◆ STATED PROBLEM
From the material below, extract every line that contains the string "green", copying each one in full.

(Stored items)
• • •
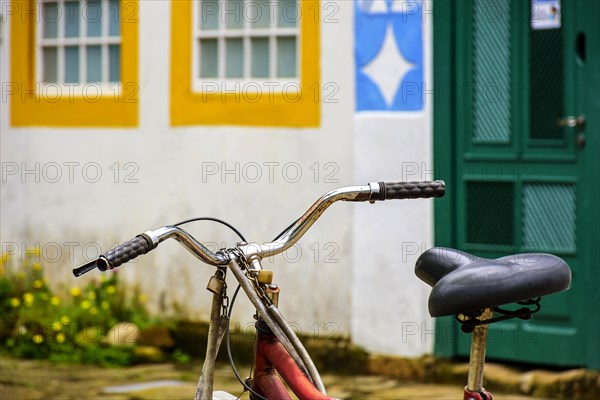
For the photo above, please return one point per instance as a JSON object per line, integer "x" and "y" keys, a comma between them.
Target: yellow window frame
{"x": 302, "y": 109}
{"x": 33, "y": 107}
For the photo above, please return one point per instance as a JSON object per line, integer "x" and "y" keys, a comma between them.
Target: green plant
{"x": 66, "y": 326}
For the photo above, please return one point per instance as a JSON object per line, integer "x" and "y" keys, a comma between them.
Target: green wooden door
{"x": 521, "y": 179}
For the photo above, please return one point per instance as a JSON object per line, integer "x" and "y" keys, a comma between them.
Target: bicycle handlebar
{"x": 375, "y": 191}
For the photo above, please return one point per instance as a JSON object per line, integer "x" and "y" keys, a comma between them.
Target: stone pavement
{"x": 24, "y": 379}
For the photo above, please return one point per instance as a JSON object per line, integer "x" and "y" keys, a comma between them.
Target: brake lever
{"x": 85, "y": 268}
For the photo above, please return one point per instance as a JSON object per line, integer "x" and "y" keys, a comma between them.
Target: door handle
{"x": 571, "y": 122}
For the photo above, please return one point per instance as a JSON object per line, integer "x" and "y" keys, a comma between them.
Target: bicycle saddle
{"x": 464, "y": 283}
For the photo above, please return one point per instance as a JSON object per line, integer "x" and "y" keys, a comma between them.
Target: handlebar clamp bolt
{"x": 265, "y": 276}
{"x": 215, "y": 285}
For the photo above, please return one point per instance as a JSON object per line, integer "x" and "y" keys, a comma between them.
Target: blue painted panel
{"x": 389, "y": 76}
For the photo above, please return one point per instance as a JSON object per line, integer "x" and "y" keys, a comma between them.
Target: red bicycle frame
{"x": 271, "y": 361}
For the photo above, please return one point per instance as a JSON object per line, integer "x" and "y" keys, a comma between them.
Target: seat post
{"x": 477, "y": 357}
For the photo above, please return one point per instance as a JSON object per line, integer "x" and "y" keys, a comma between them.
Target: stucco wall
{"x": 360, "y": 284}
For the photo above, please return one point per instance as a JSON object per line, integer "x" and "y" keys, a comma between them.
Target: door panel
{"x": 519, "y": 174}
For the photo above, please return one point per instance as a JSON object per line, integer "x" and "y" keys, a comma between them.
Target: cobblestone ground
{"x": 21, "y": 379}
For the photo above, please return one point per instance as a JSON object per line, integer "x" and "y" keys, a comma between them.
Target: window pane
{"x": 209, "y": 58}
{"x": 233, "y": 14}
{"x": 258, "y": 13}
{"x": 50, "y": 16}
{"x": 260, "y": 57}
{"x": 50, "y": 64}
{"x": 288, "y": 13}
{"x": 114, "y": 63}
{"x": 234, "y": 64}
{"x": 72, "y": 18}
{"x": 94, "y": 64}
{"x": 114, "y": 16}
{"x": 286, "y": 57}
{"x": 209, "y": 14}
{"x": 93, "y": 16}
{"x": 71, "y": 64}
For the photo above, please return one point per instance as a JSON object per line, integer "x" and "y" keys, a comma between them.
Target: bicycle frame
{"x": 278, "y": 348}
{"x": 270, "y": 359}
• • •
◆ RESPONSE
Target: green plant
Target: green wooden door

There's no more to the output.